▸ TASK BRIEF:
Continue the post about virtual AP classes and course title inflation, picking up after its final sentence.

── DOCUMENT SECTION ──

Jay Matthews, the Washington Post education reporter, had an interesting column a few weeks ago about virtual AP classes. These can be a great way for gifted students in small districts to take challenging courses. There's also an added bonus in that, online, no one really knows how old you are. So a 14-year-old might feel more comfortable taking AP Bio online than she would in a class full of older children.
The most interesting part of Matthews' column, though, in my opinion, was the allusion to course title inflation. The young man he profiles was enrolled in honors 8th grade classes. But these classes didn't challenge him at all. AP Biology, on the other hand, has an actual, objective standard in the form of the final test. A 4 or 5 shows you learned basic college biology material. A 1 or 2 shows you did not. There's no smiling at the teacher for a better grade, or getting effort for trying. That makes these tests unpopular among some who like wiggle room, but many kids like a challenge. They rise to the occasion. Inflated course titles don't make the same demands on kids.

───
── ENTRIES PROVIDED ──

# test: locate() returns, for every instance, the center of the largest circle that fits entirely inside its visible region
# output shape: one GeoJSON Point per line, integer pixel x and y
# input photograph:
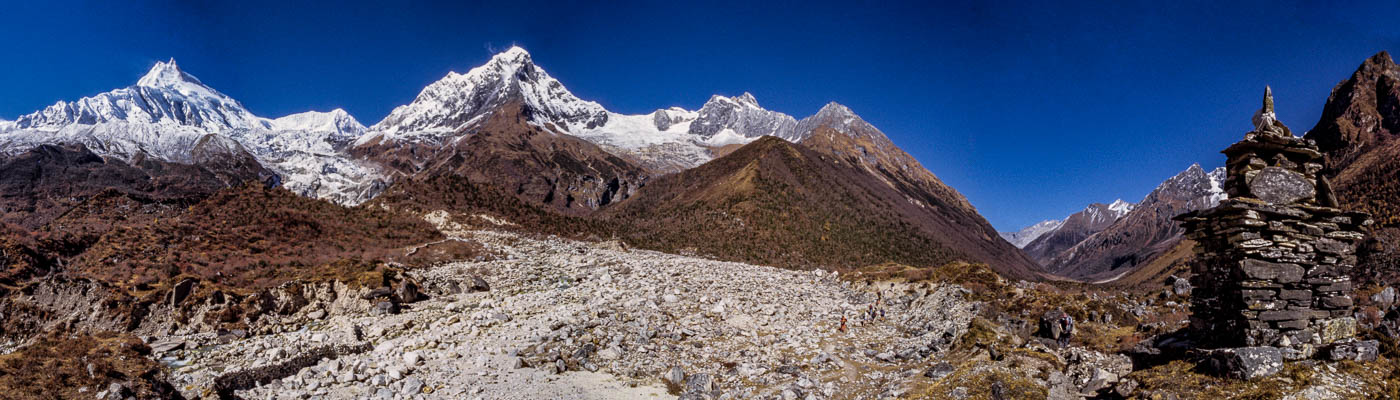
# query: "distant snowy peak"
{"type": "Point", "coordinates": [1204, 189]}
{"type": "Point", "coordinates": [664, 119]}
{"type": "Point", "coordinates": [459, 100]}
{"type": "Point", "coordinates": [1099, 213]}
{"type": "Point", "coordinates": [1217, 192]}
{"type": "Point", "coordinates": [1120, 207]}
{"type": "Point", "coordinates": [164, 95]}
{"type": "Point", "coordinates": [336, 122]}
{"type": "Point", "coordinates": [1031, 234]}
{"type": "Point", "coordinates": [741, 119]}
{"type": "Point", "coordinates": [842, 119]}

───

▸ WRITTEN RESPONSE:
That's one of the reasons to view the new research on ability grouping that I cited in my last post as suspect. Many honors classes are anything but difficult for bright children. I have no doubt that they don't show progress in those programs. That doesn't mean ability grouping per se is good or bad. But there's a world of difference between, say, an AP Calculus class offered to a small group of freshmen and sophomores who are ready for it, and a general honors-track math class that just requires 75%+ on grade level standardized tests. If the latter isn't taught to be challenging, the difference will be even more profound.